=== To be done ===
Copy out the items starting at the line that contains "Mark the shadow" and ending with the last of the items, swapping "checked" for "plaid" and leaving every other word as it is. Omit the pictures from your answer.
** start of Provided information **
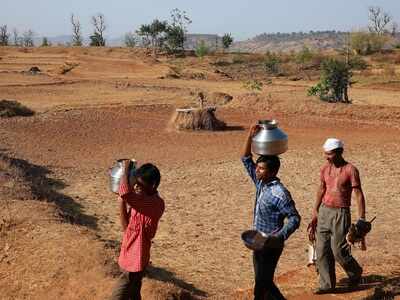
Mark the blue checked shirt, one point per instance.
(273, 204)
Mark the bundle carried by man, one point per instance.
(358, 231)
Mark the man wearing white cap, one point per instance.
(338, 180)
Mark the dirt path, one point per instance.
(209, 198)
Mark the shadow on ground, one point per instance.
(42, 187)
(167, 276)
(386, 288)
(383, 287)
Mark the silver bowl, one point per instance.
(254, 239)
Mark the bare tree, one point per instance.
(16, 38)
(27, 38)
(76, 31)
(4, 35)
(99, 23)
(378, 20)
(394, 29)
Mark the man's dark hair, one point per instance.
(150, 175)
(272, 161)
(338, 150)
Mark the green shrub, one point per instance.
(272, 63)
(253, 85)
(334, 81)
(357, 63)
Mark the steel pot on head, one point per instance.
(269, 140)
(116, 173)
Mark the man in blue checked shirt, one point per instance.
(273, 204)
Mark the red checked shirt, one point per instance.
(339, 184)
(145, 212)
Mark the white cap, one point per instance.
(332, 144)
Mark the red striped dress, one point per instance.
(145, 212)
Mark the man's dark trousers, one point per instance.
(265, 262)
(128, 286)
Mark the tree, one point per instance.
(201, 49)
(45, 42)
(16, 38)
(27, 38)
(154, 34)
(378, 20)
(176, 31)
(130, 40)
(272, 63)
(334, 81)
(77, 39)
(4, 35)
(227, 40)
(365, 43)
(97, 39)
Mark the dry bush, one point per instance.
(196, 119)
(10, 108)
(67, 67)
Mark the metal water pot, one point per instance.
(270, 140)
(116, 173)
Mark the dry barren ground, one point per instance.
(114, 104)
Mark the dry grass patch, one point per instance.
(10, 108)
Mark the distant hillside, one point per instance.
(294, 41)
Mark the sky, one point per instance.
(243, 19)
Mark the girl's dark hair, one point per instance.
(150, 174)
(272, 161)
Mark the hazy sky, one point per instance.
(243, 19)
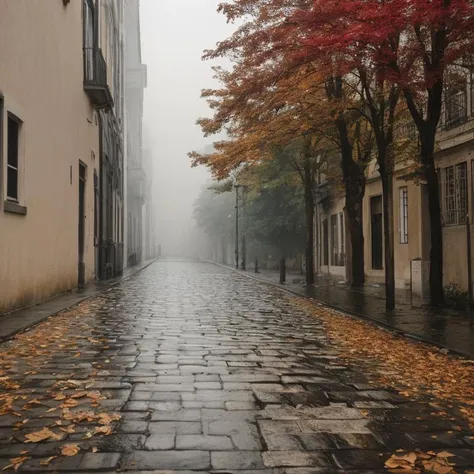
** end of Provided information **
=== The reply ===
Mark the shadow on ground, one point per instance.
(42, 187)
(167, 276)
(386, 288)
(383, 287)
Mark the silver bowl, one point per instance.
(254, 239)
Mark the bare tree, one point per instance.
(16, 38)
(27, 38)
(76, 31)
(4, 35)
(99, 23)
(378, 20)
(394, 29)
Mark the man's dark hair, one point per instance.
(150, 175)
(272, 161)
(338, 150)
Mark the green shrub, one point per instance.
(272, 63)
(253, 85)
(334, 81)
(357, 63)
Mark the steel pot on head, one point per instance.
(269, 140)
(116, 173)
Mark the man in blue plaid shirt, one point per instance.
(273, 204)
Mark the red plaid shirt, one point per instance.
(339, 184)
(145, 212)
Mark the white cap, one point per instance.
(332, 144)
Mark the red striped dress, one point per instance.
(145, 212)
Mark the man's dark trousers, one point per instance.
(265, 262)
(128, 286)
Mark the tree, one point per instance.
(201, 49)
(45, 42)
(16, 38)
(27, 38)
(154, 34)
(378, 20)
(176, 31)
(130, 40)
(272, 63)
(334, 81)
(77, 39)
(4, 35)
(227, 40)
(365, 43)
(97, 39)
Mark the dry bush, one point per instance.
(196, 119)
(10, 108)
(67, 67)
Mark the metal water pot, one point per instance.
(270, 140)
(116, 173)
Mark the dry barren ground, one point per instance.
(114, 104)
Mark the dry grass patch, one point per instance.
(10, 108)
Mark the distant hillside, one point per instance.
(294, 41)
Mark the sky, one point per instance.
(243, 19)
Mark the girl's dark hair, one point per instance.
(150, 174)
(272, 161)
Mark the hazy sky, one point per instance.
(243, 19)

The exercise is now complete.